***** Brondocument *****

Het wetsvoorstel voorziet niet in hoger beroep omdat een onderzoek van de Transportongevallenraad niet uitmondt in het opleggen van sancties of het omlijnen van rechten of verplichtingen van natuurlijke personen of rechtspersonen. Het onderzoek van de Transportongevallenraad leidt slechts tot het vaststellen van de oorzaken of vermoedelijke oorzaken van een ongeval of incident en het desgewenst formuleren van beleidsaanbevelingen. Voor deze taak meen ik dat een oordeel van de Transportongevallenraad definitief kan zijn. Een extra instantie zou slechts tot onnodige bureaucratie leiden.
Vormt een beslissing ex artikel 40, 55, 57 van het wetsvoorstel een voor beroep in de zin van de Algemene wet bestuursrecht vatbare beslissing?
Een beslissing ex artikel 40, 55 of 57 van het wetsvoorstel vormt m.i. geen voor beroep vatbare beslissing in de zin van de Algemene wet bestuursrecht. Wil er sprake zijn van een dergelijke beslissing, dan moet er onder meer voldaan zijn aan het vereiste van een publiekrechtelijke rechtshandeling. Daarvan is in deze gevallen naar mijn mening geen sprake.
Heeft artikel 53 van het wetsvoorstel ook betrekking op als betrokkenen aangemerkte getuigen? Zo ja, heeft het eveneens betrekking op die getuigen/betrokkenen die speciaal voor het afleggen van verklaringen uit het buitenland (moeten) komen, al dan niet op eigen iniatief ex artikel 51 lid b van het wetsvoorstel?
Artikel 53 betreffende de mogelijkheid van de toekenning van een schadeloosstelling heeft ook betrekking op als betrokkenen aangemerkte getuigen. Ook indien een betrokkene uit het buitenland moet komen, zal daarvoor een vergoeding worden toegekend. Het is evenwel niet de bedoeling dat aan degenen die op eigen initiatief door de Transportongevallenraad worden gehoord, een vergoeding wordt gegeven. Thans is dit ook bij de huidige raden niet gebruikelijk. In de bij deze antwoorden gevoegde tweede nota van wijziging is artikel 53 op dit punt nog verduidelijkt.
Waarom voorziet artikel 53 niet in een schadeloosstelling voor bijstand door beëdigde gespecialiseerde tolken/vertalers, gezien het vaak internationale karakter van scheepvaartongevallen?
Bij de tweede nota van wijziging, die bij deze antwoorden wordt gevoegd, heb ik artikel 53 in die zin aangepast dat het artikel ook betrekking heeft op tolken.
Kan worden aangegeven in welke taal de rapporten ex artikel 56 en 60 aan «buitenlandse» betrokkenen ter beschikking zullen worden gesteld?

***** Gegeven informatie *****

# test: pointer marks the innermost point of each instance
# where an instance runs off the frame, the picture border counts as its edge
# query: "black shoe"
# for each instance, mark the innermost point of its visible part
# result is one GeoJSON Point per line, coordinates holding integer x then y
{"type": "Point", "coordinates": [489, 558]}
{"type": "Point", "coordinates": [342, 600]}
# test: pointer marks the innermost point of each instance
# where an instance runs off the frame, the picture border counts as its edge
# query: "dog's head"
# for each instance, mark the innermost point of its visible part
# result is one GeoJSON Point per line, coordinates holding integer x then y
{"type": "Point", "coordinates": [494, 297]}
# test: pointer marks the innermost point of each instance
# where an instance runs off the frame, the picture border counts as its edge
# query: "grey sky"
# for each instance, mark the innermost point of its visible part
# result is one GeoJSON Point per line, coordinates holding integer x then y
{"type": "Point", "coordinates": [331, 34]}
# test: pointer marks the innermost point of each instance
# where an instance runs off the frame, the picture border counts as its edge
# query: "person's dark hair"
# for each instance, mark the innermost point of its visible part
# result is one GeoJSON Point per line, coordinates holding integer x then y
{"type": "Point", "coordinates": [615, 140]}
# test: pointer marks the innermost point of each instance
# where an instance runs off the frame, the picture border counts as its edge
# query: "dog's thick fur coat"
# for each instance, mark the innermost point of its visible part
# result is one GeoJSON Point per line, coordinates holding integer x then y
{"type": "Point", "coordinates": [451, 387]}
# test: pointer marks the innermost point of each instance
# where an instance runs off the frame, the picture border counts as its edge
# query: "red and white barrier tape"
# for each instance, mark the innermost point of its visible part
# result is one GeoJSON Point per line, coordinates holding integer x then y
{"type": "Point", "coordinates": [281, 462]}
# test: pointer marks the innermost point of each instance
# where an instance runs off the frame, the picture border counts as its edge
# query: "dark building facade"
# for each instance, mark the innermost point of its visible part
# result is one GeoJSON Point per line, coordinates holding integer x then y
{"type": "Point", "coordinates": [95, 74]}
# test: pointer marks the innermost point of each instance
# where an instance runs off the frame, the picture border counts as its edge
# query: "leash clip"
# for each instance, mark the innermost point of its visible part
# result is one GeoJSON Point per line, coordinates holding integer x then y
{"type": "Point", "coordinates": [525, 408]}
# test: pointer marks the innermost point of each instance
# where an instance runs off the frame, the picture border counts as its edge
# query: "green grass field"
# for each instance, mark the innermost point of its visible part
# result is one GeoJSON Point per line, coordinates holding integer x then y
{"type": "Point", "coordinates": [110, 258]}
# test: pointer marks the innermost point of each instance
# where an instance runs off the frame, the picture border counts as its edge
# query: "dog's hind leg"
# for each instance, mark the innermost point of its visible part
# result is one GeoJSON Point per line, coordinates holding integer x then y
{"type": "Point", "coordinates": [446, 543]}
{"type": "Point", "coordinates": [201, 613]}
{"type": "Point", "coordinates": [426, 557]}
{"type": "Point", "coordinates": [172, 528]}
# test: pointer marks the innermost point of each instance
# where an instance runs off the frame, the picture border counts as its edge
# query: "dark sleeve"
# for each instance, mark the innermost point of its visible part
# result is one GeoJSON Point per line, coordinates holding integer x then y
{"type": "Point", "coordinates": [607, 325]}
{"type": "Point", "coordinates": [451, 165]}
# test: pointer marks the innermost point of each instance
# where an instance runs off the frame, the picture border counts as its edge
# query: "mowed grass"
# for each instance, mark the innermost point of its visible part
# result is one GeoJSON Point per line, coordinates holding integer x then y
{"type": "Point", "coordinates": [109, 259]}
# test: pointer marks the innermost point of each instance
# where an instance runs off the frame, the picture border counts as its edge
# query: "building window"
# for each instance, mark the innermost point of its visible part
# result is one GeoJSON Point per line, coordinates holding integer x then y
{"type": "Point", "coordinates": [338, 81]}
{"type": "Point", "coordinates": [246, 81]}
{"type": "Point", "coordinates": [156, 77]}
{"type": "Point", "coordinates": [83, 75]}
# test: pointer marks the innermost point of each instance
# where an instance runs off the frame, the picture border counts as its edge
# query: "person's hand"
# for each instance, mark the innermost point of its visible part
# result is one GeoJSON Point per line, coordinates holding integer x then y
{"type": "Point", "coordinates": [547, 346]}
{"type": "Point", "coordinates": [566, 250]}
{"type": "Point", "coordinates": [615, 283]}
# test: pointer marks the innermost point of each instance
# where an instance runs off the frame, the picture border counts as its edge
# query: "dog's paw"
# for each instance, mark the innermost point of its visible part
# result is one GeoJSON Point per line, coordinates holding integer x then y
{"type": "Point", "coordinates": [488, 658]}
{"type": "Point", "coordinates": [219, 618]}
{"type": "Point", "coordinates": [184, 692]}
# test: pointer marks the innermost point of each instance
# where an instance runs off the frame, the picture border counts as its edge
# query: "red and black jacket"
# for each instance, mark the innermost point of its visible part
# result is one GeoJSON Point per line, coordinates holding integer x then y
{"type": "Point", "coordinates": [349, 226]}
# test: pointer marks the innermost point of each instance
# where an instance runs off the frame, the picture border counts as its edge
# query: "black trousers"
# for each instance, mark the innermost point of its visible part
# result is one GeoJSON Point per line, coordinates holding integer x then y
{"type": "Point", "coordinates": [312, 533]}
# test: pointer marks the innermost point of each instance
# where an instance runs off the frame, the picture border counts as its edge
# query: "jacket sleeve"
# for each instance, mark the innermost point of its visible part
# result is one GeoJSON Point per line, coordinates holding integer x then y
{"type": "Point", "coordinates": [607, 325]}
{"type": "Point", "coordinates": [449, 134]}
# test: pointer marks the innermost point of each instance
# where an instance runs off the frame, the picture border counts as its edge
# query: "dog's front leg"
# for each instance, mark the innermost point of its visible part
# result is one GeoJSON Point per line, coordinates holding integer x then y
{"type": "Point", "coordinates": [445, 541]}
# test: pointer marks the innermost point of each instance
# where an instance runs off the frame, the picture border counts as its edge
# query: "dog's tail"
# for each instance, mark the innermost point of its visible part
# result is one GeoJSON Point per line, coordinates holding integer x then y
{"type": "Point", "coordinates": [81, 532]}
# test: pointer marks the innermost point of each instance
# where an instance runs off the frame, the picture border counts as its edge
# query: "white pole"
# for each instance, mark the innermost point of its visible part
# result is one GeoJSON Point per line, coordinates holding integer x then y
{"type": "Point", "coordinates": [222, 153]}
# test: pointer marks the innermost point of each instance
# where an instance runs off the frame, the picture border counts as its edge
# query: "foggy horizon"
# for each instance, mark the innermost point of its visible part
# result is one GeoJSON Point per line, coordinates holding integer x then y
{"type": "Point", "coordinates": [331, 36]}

*****

Opdracht: Geef het vervolg van de tekst over het wetsvoorstel voor de Transportongevallenraad, aansluitend op de laatste zin.

Resultaat:
Het ligt in de rede dat, conform de bestaande praktijk bij de Raad voor de Luchtvaart, rapporten van de raad aan betrokkenen die het Nederlands niet machtig zijn, in het Engels ter beschikking worden gesteld.
Kan worden aangegeven op welk moment de in artikel 56 lid 2 genoemde termijn van dertig dagen ingaat, in het bijzonder voor natuurlijke personen, bijvoorbeeld (buitenlandse) kapiteins die varende zijn?
De termijn van dertig dagen gaat in met ingang van de dag na verzending. In de bij deze antwoorden gevoegde tweede nota van wijziging heb ik artikel 56, tweede lid, op dit punt nog verduidelijkt.
Het ligt overigens in de rede dat het rapport van de kamer in het in artikel 56, tweede lid, bedoelde geval naar betrokkenen van wie bekend is dat zij varende zijn, niet alleen per post naar het «waladres» maar ook naar het desbetreffende schip zelf met behulp van andere communicatiemiddelen dan de briefpost, zoals per fax of e-mail, wordt gezonden.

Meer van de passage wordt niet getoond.